* _TO DO_
Every line from the one containing "Objective — one point on each instance of the overcast" to the final line of the material below must be reproduced exactly; leave out all other lines.
[BEGIN INFORMATION PROVIDED]
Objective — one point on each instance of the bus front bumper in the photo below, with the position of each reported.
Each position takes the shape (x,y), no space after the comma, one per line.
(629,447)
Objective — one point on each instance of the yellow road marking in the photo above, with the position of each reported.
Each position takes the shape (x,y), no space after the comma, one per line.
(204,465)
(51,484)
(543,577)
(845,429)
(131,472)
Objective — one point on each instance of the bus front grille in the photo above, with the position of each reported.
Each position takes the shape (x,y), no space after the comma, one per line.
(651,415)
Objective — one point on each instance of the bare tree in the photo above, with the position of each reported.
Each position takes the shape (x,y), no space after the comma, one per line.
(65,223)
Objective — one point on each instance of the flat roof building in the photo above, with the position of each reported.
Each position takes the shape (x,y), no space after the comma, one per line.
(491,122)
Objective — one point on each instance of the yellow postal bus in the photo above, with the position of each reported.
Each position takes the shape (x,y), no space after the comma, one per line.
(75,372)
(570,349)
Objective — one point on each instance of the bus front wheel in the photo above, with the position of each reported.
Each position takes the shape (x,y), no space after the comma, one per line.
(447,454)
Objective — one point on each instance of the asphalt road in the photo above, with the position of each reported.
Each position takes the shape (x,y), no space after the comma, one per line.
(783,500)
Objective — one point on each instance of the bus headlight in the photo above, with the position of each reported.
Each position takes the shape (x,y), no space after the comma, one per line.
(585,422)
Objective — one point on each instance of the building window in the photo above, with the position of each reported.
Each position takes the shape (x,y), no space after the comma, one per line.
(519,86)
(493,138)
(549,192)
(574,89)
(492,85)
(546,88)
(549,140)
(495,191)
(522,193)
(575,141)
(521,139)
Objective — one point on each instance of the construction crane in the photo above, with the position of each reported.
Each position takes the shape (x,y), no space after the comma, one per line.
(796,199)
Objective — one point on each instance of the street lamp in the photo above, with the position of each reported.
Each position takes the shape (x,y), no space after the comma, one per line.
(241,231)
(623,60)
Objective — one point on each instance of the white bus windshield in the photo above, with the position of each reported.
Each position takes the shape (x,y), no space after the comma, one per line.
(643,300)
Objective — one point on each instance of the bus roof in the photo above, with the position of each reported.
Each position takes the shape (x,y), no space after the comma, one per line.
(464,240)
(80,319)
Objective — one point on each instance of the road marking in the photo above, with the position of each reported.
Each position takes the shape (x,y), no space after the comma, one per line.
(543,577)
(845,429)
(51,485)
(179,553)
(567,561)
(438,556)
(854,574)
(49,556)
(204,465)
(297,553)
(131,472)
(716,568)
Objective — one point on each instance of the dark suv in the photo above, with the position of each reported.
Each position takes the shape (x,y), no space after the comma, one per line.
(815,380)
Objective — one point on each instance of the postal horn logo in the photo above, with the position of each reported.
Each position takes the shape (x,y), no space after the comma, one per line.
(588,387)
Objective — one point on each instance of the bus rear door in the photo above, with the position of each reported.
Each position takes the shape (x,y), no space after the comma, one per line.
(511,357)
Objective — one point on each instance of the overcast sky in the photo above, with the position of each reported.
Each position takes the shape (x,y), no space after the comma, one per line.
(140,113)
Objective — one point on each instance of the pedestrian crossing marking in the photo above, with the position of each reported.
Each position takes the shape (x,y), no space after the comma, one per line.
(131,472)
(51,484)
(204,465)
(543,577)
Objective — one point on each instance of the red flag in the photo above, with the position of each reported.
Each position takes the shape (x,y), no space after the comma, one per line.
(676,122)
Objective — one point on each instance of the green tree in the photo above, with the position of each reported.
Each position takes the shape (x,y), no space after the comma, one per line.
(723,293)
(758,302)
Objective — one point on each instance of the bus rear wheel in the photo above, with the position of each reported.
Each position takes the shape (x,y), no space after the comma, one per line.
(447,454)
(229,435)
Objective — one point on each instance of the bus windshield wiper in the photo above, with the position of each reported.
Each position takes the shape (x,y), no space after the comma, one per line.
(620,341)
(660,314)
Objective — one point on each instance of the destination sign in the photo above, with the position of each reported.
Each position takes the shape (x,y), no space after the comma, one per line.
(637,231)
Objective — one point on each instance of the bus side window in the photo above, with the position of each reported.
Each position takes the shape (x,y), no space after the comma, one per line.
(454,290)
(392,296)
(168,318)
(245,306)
[END INFORMATION PROVIDED]
* _FINAL RESULT_
Objective — one point on each instance of the overcast sky in the photo above, with the position of each reported.
Each position takes the shape (x,y), no space after the comma, one per line.
(140,113)
Objective — one point on each instance of the pedestrian crossing marking in the photo above, with the position of each reported.
Each position takes the shape (x,y), no space after the comma, one per line.
(131,472)
(51,484)
(204,465)
(543,577)
Objective — one point on each instance of the red flag in the photo above, with the position of each reported.
Each position takes the shape (x,y), no space after the comma, one per line.
(676,122)
Objective — one point on each instance of the green tree in the photo above, with the position of each reported.
Each position takes the shape (x,y), no space after the comma, one per line.
(723,293)
(758,302)
Objective — one point on each instance of the bus rear wheel in the photo above, with the position of each reported.
Each position takes the shape (x,y), no space after the comma, one per line.
(447,454)
(229,435)
Objective — one point on each instance of the bus windshield wiper in the photo above, with the position of each reported.
Each position takes the shape (x,y), no space after the comma, one per line.
(620,341)
(660,314)
Objective — one point on each instance of the destination sign in the photo above, with the position of each reported.
Each position takes the shape (x,y), no space after the comma, one per line.
(637,231)
Objective — one point on each instance of the bus side window in the photo above, with the position of each reported.
Each position takes the shape (x,y), no space after the comma, one per line.
(454,290)
(392,296)
(168,318)
(245,306)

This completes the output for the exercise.